### Given records
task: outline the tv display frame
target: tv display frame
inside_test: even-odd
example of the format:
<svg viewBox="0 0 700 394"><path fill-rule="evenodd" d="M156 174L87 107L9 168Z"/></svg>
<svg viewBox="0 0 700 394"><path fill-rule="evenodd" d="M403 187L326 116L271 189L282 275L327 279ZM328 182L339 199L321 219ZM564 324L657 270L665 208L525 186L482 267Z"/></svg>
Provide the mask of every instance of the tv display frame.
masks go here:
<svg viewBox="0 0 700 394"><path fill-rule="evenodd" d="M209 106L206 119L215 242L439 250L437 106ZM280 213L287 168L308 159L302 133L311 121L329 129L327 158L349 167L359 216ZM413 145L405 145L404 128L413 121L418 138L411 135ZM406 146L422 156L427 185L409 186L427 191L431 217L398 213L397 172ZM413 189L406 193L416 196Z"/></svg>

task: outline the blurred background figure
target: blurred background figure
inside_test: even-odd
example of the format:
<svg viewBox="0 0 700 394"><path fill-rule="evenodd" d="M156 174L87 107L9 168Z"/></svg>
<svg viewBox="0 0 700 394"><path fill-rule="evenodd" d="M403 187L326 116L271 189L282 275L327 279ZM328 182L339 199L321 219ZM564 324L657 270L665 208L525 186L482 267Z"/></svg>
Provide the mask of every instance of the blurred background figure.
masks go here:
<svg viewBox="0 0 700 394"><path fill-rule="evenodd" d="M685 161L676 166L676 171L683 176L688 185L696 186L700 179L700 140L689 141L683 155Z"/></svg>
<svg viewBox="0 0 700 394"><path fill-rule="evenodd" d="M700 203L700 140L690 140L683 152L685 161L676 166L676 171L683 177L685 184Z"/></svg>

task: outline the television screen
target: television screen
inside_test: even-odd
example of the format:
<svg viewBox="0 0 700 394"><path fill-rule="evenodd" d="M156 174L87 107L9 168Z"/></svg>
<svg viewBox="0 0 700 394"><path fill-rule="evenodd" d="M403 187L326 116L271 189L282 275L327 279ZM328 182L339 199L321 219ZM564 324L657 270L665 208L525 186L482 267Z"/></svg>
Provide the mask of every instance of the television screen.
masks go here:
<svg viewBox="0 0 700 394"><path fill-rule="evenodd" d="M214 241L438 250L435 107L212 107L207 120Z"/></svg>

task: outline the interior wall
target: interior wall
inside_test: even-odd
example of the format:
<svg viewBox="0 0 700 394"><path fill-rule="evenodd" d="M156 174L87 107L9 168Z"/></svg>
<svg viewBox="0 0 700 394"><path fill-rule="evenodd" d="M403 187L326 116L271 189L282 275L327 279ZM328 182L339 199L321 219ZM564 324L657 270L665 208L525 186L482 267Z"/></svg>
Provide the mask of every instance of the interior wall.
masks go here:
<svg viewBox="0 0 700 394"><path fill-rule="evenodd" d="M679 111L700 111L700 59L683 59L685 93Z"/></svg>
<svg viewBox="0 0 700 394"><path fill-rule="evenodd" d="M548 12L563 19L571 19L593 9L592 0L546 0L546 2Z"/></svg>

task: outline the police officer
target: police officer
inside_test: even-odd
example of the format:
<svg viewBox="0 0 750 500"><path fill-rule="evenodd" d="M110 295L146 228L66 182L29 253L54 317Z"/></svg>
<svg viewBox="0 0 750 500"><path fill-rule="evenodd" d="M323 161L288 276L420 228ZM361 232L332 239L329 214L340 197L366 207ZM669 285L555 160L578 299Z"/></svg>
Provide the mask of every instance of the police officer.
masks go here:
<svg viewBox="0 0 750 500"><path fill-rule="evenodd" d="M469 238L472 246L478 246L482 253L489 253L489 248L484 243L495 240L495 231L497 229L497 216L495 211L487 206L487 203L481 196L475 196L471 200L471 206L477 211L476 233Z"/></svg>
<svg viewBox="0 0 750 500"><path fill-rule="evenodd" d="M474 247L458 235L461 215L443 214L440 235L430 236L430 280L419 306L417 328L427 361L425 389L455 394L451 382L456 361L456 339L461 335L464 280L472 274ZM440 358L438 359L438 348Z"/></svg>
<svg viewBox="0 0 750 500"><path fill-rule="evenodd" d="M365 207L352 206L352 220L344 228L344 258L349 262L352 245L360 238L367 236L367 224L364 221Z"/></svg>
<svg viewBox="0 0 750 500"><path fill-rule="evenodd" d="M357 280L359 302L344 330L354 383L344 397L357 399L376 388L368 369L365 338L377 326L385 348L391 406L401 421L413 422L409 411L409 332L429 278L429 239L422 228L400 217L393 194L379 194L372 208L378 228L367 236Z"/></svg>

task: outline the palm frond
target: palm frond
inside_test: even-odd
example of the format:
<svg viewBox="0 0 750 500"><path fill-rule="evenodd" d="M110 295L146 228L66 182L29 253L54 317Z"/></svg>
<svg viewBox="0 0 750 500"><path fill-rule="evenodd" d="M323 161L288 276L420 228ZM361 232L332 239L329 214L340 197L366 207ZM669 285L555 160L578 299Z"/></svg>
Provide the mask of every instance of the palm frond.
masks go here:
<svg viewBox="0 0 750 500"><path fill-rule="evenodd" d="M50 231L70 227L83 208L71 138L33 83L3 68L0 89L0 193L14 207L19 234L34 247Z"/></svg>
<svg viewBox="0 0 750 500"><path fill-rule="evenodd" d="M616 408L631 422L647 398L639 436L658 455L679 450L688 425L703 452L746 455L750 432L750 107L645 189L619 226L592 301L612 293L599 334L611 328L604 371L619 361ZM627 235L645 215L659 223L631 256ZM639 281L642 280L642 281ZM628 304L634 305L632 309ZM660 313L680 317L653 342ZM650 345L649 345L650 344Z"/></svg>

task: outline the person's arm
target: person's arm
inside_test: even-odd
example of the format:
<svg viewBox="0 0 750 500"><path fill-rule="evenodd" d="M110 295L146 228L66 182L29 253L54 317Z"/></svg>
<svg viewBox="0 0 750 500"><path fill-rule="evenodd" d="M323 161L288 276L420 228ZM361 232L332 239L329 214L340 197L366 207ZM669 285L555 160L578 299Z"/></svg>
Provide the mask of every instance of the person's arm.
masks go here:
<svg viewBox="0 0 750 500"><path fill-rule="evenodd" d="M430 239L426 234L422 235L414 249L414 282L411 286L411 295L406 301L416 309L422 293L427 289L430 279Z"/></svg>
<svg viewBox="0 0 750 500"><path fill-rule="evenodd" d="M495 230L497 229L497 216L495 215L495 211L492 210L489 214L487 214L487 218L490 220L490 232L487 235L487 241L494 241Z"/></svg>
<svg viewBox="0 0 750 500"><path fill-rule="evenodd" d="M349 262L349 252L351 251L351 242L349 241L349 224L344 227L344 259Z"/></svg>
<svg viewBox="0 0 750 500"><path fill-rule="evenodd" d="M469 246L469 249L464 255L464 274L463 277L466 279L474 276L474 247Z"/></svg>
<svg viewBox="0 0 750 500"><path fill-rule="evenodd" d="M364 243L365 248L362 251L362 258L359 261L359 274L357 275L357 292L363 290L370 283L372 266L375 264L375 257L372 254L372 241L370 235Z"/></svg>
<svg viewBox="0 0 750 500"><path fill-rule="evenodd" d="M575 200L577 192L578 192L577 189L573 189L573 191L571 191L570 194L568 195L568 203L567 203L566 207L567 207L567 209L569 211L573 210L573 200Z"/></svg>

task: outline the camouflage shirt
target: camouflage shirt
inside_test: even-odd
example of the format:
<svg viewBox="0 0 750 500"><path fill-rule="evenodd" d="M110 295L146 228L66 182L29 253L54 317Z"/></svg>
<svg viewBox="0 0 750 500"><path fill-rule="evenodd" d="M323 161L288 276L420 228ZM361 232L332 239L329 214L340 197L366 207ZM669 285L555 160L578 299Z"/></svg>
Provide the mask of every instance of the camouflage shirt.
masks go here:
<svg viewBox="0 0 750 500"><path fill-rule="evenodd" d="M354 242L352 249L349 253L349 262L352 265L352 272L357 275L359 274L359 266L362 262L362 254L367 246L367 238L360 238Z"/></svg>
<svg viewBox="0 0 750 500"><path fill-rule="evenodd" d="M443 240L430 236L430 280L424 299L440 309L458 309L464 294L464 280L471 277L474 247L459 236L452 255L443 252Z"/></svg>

### Work order
Where the listing above reaches the line that contains "target: person's arm", start retyping, and finish with the line that contains "Provide the mask of every instance of the person's"; reproduce those lines exactly and no others.

### Result of the task
target: person's arm
inside_test: even-odd
example of the format:
<svg viewBox="0 0 750 500"><path fill-rule="evenodd" d="M110 295L146 228L66 182L29 253L54 317Z"/></svg>
<svg viewBox="0 0 750 500"><path fill-rule="evenodd" d="M323 161L288 276L420 228ZM361 232L332 239L329 214L340 197L366 207ZM669 285L555 160L578 299Z"/></svg>
Provide the mask of every instance of the person's arm.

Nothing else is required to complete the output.